# Russian Olive



## Bob Willing (Jul 4, 2008)

Here is my latest Russian Olive bowl my first was in 2011.

I have one coat of "waterlox" as the finish and will recoat tomorrow.








In the center is a large knot that I stabilized with CA glue. The bowl is about 9" dia and 3 1/2" tall.


----------



## guglipm63 (Feb 27, 2013)

Nice. I like the grain pattern of the wood too


----------



## sawdustfactory (Jan 30, 2011)

Sweet piece of wood.


----------



## Tilaran (Dec 22, 2012)

WOW. Do you know the botanical name of that tree ? I gotsta have summa that !


----------



## Dominick (May 2, 2011)

Looks nice. I like the grain.


----------



## knika (Jan 15, 2012)

Tilaran it is: Elaeagnus angustifolia and from what I can tell they do not want it in Costa Rica.


----------



## Bob Willing (Jul 4, 2008)

Tilaran said:


> WOW. Do you know the botanical name of that tree ? I gotsta have summa that !


Try these out

http://voices.yahoo.com/russian-olive-trees-why-all-fuss-4590195.html?cat=32 

http://en.wikipedia.org/wiki/Elaeagnus_angustifolia

According to these articles it is considered a weed.


----------



## Bob Willing (Jul 4, 2008)

Dominick said:


> Looks nice. I like the grain.


One thing I like about the grain is after sanding the darker figures sand away more than the light and as you run your finger across the surface it feels like a wave. I got my two pieces at our turning club raffle which we have every meeting. Members bring pieces of wood or something related to turning and we pay $2.00 to get in on the raffle.

RECORDED INFORMATION |
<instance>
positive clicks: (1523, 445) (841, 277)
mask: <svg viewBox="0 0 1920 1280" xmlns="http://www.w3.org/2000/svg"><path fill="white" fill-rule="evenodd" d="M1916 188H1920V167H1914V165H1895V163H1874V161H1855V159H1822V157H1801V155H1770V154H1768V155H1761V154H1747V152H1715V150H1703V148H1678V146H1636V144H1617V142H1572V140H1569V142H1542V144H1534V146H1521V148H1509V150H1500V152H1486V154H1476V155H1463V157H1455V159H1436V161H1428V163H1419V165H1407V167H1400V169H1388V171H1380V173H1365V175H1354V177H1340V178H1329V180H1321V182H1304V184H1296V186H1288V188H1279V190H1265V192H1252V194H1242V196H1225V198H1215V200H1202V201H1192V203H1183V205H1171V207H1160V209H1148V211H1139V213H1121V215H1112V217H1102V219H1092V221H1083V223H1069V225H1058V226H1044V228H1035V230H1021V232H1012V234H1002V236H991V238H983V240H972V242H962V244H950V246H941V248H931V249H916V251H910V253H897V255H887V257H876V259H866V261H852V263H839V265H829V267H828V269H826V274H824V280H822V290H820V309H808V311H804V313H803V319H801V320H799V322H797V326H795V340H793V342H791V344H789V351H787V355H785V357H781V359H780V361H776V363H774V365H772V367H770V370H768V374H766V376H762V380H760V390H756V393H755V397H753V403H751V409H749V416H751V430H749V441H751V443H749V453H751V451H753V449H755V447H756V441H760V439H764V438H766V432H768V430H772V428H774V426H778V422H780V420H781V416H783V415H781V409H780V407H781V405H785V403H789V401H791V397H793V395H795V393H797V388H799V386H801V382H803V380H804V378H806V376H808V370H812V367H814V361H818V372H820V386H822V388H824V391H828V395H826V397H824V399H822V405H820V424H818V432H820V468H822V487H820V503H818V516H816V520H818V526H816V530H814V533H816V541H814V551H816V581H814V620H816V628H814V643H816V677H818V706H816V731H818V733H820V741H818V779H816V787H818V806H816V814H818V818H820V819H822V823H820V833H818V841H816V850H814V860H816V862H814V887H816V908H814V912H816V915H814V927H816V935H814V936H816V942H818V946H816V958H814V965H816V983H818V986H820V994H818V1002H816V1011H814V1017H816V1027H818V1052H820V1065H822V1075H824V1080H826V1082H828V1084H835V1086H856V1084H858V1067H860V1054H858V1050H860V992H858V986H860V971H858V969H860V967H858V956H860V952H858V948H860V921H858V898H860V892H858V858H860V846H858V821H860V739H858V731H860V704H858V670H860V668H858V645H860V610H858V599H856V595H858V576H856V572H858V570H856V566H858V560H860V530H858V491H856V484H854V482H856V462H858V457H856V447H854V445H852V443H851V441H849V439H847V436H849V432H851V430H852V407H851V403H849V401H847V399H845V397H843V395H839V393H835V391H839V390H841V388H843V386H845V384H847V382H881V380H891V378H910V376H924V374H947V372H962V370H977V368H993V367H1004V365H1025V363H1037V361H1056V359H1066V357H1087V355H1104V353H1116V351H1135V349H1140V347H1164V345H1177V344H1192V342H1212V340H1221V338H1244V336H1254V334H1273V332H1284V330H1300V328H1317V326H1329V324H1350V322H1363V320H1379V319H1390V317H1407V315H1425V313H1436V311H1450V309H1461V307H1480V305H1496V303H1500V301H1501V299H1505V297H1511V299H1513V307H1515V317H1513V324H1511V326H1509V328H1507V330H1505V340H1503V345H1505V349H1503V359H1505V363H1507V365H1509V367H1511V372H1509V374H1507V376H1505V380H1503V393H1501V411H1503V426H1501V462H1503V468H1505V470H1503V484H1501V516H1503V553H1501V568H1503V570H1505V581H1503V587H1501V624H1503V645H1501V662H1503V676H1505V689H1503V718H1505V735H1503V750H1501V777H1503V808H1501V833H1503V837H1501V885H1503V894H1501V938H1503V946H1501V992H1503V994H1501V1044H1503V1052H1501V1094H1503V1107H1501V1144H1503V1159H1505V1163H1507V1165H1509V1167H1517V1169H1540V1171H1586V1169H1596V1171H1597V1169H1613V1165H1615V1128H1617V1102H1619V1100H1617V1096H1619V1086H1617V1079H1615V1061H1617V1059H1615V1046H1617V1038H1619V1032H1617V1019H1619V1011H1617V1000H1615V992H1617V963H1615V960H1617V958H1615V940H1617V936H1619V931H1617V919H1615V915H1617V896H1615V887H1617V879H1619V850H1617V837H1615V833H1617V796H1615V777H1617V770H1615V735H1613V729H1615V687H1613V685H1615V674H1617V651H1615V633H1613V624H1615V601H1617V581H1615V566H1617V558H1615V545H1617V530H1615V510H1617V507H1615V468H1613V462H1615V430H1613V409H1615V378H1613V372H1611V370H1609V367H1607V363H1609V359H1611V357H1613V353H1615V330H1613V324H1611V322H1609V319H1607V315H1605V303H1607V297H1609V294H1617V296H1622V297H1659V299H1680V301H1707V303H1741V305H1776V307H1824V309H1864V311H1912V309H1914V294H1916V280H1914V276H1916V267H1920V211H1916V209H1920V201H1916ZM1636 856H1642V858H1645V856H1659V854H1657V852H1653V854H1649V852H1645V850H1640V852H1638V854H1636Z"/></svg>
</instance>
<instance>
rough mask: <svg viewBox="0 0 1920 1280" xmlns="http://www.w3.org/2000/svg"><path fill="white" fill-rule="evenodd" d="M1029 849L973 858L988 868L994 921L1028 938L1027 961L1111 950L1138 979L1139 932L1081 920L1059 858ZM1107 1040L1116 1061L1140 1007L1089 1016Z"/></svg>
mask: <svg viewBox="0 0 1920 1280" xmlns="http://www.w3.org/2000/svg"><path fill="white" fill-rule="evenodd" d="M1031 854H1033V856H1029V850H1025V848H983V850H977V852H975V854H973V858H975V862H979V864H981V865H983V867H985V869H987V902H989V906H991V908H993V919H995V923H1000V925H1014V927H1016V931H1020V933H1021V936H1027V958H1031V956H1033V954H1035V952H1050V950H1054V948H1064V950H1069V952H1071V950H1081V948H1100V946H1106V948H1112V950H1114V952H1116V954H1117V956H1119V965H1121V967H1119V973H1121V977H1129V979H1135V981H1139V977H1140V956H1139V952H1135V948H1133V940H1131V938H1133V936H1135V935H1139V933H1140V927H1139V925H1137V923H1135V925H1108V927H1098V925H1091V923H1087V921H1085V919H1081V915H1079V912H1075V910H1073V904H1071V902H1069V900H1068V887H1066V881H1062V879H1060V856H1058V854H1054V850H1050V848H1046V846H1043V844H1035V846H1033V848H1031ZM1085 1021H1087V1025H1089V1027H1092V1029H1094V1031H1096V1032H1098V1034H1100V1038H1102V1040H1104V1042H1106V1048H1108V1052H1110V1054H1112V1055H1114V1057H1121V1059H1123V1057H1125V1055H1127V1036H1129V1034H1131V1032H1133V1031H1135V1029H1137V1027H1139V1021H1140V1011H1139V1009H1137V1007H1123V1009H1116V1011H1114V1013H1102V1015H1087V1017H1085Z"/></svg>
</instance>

DESCRIPTION OF THE TASK |
From the Russian Olive bowl thread above, reproduce the passage starting at "# Russian Olive" and ending at "will recoat tomorrow.".

FINISHED EXERCISE |
# Russian Olive



## Bob Willing (Jul 4, 2008)

Here is my latest Russian Olive bowl my first was in 2011.

I have one coat of "waterlox" as the finish and will recoat tomorrow.